Records from a dataset
____
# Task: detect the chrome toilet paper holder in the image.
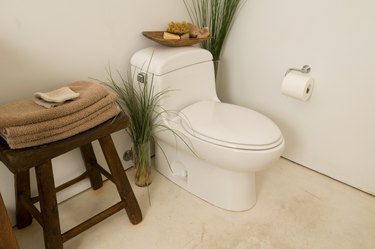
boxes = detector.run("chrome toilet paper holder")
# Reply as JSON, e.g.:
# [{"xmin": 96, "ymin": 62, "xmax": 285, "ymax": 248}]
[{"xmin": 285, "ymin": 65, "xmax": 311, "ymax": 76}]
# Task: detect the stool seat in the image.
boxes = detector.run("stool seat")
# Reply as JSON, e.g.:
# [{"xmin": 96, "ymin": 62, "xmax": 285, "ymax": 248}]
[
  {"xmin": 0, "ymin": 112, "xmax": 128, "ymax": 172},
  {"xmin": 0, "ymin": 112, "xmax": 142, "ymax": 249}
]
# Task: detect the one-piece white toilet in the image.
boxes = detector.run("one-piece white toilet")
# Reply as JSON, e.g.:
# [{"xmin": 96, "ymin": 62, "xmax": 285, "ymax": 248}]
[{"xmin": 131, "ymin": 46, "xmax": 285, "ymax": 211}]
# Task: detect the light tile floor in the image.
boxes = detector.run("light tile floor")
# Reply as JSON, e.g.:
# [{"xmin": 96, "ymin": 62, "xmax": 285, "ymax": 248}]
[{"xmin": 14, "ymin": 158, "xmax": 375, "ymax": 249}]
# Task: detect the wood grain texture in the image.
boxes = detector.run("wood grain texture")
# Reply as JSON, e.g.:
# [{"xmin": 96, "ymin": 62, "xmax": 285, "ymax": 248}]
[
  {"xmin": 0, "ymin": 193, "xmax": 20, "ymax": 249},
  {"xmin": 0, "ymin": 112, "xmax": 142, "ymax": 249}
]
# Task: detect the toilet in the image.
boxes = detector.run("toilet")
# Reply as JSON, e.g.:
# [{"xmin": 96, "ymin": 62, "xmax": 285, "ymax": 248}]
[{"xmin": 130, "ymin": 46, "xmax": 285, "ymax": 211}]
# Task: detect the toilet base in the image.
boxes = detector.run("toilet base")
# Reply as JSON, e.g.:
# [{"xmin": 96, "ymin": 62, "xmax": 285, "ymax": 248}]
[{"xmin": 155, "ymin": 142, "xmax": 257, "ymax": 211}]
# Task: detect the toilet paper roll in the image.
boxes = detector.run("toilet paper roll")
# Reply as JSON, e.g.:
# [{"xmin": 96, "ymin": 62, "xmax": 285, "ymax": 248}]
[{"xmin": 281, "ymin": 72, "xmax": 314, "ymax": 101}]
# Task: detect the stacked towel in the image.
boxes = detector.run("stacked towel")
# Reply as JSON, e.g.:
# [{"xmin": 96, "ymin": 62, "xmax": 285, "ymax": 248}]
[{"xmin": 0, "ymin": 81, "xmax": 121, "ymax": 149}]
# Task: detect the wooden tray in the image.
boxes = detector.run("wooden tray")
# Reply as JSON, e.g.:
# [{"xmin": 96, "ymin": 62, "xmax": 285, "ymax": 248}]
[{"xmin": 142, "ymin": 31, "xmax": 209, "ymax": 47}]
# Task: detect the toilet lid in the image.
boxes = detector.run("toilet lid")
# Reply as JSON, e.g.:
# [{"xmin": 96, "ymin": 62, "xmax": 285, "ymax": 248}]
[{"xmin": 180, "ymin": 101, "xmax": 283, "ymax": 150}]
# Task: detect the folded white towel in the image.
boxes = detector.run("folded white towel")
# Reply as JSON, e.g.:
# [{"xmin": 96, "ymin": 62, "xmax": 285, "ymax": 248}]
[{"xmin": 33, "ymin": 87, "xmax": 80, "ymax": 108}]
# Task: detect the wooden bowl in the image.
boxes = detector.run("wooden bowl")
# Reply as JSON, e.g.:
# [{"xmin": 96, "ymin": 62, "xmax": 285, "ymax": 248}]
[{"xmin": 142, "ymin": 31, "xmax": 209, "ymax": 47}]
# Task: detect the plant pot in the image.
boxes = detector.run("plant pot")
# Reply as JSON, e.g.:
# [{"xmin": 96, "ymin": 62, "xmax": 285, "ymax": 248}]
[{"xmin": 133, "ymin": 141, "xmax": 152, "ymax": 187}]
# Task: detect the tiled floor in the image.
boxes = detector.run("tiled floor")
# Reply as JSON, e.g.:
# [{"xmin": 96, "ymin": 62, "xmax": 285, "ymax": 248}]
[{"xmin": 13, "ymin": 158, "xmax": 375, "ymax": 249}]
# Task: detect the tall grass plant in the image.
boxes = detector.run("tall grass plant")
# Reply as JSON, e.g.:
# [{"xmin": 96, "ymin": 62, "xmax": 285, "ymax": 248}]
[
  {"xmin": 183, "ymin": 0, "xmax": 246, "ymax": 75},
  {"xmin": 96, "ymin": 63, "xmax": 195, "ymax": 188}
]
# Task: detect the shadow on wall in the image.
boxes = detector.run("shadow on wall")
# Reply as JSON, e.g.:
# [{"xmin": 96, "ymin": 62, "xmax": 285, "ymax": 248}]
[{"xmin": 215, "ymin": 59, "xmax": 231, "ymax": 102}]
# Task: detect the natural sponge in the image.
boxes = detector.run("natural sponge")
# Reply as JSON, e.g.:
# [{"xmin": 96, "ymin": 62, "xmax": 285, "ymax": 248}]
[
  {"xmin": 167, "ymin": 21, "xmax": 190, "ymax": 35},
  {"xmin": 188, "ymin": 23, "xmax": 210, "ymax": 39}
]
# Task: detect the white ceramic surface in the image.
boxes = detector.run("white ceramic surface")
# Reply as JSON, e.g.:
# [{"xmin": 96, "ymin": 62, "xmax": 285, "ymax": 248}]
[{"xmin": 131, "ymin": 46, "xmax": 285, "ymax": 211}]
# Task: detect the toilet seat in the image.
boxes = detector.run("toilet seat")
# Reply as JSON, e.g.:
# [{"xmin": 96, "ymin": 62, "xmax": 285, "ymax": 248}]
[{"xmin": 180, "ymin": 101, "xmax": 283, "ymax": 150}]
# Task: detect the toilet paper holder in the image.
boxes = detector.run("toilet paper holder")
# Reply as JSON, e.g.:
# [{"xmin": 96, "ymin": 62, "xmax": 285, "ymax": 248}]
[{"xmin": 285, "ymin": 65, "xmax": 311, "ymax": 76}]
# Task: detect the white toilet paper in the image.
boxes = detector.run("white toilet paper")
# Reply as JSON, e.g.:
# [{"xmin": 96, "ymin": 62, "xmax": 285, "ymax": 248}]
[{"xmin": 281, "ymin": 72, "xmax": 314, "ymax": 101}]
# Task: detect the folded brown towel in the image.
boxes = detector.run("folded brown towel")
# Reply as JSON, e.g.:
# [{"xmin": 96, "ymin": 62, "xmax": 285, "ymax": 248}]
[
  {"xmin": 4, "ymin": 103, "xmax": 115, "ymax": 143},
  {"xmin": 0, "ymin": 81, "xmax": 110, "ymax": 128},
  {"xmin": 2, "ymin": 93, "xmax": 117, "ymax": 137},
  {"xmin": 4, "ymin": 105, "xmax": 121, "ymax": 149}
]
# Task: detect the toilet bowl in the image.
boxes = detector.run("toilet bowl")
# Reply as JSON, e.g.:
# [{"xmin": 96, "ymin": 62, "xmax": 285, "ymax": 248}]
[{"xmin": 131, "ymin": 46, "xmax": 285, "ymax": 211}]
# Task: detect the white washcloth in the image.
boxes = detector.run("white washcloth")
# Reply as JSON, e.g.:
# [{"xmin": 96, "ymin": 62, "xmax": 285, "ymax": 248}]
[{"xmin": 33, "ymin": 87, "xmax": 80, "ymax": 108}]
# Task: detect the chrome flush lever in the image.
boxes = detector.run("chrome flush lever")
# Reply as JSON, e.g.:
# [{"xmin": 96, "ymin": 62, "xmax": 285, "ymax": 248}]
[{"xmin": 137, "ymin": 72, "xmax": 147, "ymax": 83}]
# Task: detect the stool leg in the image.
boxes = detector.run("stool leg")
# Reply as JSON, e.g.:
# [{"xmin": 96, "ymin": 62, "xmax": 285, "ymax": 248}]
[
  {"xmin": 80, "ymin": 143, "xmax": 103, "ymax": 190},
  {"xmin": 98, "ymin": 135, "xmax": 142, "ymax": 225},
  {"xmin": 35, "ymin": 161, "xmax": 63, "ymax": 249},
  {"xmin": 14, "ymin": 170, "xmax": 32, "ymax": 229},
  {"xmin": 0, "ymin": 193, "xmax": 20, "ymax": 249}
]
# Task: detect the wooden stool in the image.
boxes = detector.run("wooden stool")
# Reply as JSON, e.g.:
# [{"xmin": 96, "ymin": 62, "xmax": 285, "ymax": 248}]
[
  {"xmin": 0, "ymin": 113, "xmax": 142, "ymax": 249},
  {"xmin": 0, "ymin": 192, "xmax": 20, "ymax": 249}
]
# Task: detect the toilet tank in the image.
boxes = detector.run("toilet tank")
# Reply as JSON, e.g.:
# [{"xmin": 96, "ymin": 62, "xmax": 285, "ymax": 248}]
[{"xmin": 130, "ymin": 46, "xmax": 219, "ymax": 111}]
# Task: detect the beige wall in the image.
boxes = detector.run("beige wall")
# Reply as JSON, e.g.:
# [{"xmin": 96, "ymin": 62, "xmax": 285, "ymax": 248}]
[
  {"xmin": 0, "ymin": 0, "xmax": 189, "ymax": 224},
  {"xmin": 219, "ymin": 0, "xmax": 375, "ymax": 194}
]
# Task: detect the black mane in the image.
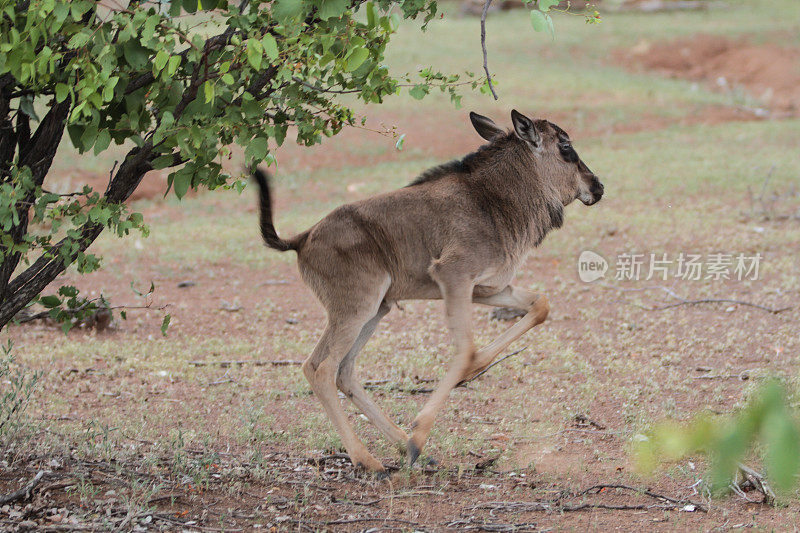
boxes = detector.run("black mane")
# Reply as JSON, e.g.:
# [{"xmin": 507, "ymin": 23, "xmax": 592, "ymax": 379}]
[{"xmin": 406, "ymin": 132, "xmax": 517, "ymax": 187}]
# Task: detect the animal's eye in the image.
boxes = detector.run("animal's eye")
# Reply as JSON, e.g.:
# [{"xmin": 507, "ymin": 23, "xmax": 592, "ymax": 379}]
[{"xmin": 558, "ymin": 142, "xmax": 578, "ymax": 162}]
____
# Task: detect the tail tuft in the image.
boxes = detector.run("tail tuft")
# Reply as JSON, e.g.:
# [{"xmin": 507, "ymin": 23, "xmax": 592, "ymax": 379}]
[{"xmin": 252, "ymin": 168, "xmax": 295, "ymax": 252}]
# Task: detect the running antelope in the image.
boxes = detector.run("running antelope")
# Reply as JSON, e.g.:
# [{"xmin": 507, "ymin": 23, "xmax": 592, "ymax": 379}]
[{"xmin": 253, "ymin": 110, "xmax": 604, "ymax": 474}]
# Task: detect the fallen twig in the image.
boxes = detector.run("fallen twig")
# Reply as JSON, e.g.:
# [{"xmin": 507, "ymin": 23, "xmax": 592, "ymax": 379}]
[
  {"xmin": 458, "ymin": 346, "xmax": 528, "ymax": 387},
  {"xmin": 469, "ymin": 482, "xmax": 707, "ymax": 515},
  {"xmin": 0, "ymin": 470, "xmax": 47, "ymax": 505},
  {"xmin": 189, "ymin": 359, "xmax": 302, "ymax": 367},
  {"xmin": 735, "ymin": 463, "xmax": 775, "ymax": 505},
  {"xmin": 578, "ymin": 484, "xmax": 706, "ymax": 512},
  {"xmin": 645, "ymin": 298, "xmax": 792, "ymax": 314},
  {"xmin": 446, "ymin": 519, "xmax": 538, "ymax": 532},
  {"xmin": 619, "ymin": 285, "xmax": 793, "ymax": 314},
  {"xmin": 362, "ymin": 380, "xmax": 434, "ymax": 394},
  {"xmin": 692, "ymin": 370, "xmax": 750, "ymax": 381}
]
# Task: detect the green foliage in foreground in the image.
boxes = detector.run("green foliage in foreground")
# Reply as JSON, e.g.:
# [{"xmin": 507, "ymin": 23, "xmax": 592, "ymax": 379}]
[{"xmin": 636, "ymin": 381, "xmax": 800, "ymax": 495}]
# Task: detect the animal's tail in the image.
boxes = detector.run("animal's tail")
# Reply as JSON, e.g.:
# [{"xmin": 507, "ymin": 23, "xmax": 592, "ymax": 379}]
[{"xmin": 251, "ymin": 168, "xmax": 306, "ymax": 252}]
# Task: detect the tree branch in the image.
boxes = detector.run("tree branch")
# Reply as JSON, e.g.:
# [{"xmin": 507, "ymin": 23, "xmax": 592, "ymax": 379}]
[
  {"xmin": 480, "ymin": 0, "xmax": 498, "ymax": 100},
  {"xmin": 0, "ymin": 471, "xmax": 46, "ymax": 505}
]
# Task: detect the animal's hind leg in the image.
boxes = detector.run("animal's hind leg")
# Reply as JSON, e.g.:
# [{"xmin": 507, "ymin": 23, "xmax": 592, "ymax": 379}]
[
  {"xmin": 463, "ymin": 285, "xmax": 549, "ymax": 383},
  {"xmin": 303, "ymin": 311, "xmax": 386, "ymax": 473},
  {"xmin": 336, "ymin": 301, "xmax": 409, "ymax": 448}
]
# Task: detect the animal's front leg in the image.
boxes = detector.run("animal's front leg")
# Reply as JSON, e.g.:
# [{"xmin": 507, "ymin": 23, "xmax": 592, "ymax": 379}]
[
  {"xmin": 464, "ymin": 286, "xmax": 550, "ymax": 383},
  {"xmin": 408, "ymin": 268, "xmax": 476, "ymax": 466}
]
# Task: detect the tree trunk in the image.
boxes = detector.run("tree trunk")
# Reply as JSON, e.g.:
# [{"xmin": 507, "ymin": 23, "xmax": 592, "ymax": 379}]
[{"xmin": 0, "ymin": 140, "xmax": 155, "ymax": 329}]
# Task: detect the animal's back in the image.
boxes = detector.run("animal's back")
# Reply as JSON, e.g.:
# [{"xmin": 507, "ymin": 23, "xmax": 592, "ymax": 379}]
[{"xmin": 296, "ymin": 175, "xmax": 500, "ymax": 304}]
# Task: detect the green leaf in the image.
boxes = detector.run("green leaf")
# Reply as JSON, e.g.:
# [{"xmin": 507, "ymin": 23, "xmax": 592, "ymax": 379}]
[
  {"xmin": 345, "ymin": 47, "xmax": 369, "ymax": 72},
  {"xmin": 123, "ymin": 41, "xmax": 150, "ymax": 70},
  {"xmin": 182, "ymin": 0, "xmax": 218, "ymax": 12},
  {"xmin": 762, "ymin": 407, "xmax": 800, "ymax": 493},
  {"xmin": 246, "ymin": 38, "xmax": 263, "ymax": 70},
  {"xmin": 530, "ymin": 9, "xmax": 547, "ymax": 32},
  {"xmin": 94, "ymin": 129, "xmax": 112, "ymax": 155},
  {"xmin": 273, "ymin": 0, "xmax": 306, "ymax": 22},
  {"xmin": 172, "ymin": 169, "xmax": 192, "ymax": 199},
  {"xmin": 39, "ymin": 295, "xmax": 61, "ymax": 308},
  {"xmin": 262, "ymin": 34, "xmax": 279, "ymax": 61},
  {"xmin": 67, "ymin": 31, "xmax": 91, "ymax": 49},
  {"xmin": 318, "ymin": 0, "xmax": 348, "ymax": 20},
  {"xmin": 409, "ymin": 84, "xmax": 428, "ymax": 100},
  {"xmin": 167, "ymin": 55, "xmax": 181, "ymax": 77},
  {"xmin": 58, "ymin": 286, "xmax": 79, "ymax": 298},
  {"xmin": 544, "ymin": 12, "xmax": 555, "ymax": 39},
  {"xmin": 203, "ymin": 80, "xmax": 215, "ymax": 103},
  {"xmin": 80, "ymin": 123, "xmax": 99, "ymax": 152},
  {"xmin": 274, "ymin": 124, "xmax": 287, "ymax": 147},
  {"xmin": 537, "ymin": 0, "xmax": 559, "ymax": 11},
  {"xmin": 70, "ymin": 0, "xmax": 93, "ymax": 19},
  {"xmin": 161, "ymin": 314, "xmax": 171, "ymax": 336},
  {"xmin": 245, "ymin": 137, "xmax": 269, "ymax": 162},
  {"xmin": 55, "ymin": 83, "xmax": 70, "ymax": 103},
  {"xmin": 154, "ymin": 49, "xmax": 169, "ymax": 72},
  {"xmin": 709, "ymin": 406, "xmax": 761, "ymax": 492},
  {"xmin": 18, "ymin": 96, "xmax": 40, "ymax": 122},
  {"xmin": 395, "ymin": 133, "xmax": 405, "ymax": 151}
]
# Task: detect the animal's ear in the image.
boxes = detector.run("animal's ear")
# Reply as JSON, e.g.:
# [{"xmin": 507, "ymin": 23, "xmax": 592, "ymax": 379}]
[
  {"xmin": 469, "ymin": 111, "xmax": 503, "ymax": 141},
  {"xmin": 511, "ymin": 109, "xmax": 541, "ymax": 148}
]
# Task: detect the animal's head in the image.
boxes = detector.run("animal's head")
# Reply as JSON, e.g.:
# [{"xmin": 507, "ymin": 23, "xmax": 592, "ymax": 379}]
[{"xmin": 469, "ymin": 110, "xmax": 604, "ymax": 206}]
____
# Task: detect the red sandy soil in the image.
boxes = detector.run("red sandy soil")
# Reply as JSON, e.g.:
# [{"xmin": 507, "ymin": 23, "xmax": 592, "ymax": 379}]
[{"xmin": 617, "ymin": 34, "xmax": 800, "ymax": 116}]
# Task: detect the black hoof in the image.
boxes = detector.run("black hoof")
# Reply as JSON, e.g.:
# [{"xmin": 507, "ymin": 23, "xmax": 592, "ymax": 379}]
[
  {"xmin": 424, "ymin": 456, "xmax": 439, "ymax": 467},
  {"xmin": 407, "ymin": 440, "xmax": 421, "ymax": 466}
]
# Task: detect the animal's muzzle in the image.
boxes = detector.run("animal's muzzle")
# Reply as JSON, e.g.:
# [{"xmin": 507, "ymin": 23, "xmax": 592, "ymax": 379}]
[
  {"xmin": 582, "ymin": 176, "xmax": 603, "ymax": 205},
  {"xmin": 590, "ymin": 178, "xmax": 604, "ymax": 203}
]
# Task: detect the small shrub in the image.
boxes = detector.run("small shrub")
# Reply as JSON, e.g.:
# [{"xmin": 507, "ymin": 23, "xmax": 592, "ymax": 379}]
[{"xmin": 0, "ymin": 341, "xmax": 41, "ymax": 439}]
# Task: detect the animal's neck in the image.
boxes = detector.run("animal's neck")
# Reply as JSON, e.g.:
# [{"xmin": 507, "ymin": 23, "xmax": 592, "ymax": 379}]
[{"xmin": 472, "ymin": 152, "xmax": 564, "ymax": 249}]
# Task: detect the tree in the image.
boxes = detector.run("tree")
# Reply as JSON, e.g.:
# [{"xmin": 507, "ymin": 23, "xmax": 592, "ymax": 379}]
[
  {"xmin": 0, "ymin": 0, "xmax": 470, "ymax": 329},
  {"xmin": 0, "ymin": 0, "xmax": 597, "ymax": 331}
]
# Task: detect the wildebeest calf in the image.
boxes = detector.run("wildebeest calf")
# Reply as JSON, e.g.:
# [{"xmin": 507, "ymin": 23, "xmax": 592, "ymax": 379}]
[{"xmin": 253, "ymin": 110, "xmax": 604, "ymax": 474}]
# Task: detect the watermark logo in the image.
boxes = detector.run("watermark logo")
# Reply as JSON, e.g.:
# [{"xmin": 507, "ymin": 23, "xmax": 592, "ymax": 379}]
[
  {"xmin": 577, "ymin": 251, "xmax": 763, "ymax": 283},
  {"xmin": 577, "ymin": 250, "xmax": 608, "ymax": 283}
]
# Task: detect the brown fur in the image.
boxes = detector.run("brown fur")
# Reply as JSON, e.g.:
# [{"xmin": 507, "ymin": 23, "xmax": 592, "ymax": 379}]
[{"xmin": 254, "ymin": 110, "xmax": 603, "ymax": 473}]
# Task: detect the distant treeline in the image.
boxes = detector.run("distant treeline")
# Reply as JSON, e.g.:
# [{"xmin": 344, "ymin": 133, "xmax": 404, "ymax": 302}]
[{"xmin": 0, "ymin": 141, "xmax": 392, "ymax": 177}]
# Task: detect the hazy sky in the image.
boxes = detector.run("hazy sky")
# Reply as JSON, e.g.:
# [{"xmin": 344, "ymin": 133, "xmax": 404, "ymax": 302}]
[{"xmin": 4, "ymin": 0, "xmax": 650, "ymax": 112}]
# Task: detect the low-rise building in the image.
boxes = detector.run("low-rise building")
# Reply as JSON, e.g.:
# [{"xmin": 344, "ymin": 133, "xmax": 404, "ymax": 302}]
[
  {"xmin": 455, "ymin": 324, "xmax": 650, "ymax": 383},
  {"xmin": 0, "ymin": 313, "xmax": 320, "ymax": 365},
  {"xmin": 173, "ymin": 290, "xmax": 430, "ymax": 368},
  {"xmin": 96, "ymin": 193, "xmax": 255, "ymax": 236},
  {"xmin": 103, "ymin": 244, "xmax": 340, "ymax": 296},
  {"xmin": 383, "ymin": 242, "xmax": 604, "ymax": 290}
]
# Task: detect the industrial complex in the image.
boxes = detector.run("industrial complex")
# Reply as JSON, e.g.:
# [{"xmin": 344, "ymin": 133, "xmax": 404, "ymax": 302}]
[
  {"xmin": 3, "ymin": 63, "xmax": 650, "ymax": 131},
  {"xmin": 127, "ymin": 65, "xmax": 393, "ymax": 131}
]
____
# EXERCISE DETAILS:
Only one stretch of the entries above is wanted: the lines from the one containing "# Task: detect the light" through the one containing "# Task: detect the wooden tray in the image.". Please reproduce it exactly.

# SOLUTION BELOW:
# Task: detect the light tile floor in the image.
boxes = detector.run("light tile floor")
# Reply as JSON, e.g.:
# [{"xmin": 96, "ymin": 62, "xmax": 285, "ymax": 248}]
[{"xmin": 14, "ymin": 158, "xmax": 375, "ymax": 249}]
# Task: detect the wood grain texture in the image.
boxes = detector.run("wood grain texture")
# Reply as JSON, e.g.:
# [{"xmin": 96, "ymin": 62, "xmax": 285, "ymax": 248}]
[
  {"xmin": 0, "ymin": 193, "xmax": 20, "ymax": 249},
  {"xmin": 0, "ymin": 112, "xmax": 142, "ymax": 249}
]
# Task: detect the toilet in the image.
boxes = detector.run("toilet")
# Reply as JSON, e.g.:
# [{"xmin": 96, "ymin": 62, "xmax": 285, "ymax": 248}]
[{"xmin": 130, "ymin": 46, "xmax": 285, "ymax": 211}]
# Task: detect the toilet base in the image.
boxes = detector.run("toilet base")
# Reply as JSON, e.g.:
# [{"xmin": 96, "ymin": 62, "xmax": 285, "ymax": 248}]
[{"xmin": 155, "ymin": 142, "xmax": 257, "ymax": 211}]
# Task: detect the toilet paper roll in the image.
boxes = detector.run("toilet paper roll")
# Reply as JSON, e.g.:
# [{"xmin": 96, "ymin": 62, "xmax": 285, "ymax": 248}]
[{"xmin": 281, "ymin": 72, "xmax": 314, "ymax": 101}]
# Task: detect the stacked towel in the image.
boxes = detector.run("stacked towel")
# Reply as JSON, e.g.:
# [{"xmin": 96, "ymin": 62, "xmax": 285, "ymax": 248}]
[{"xmin": 0, "ymin": 81, "xmax": 121, "ymax": 149}]
# Task: detect the wooden tray in the image.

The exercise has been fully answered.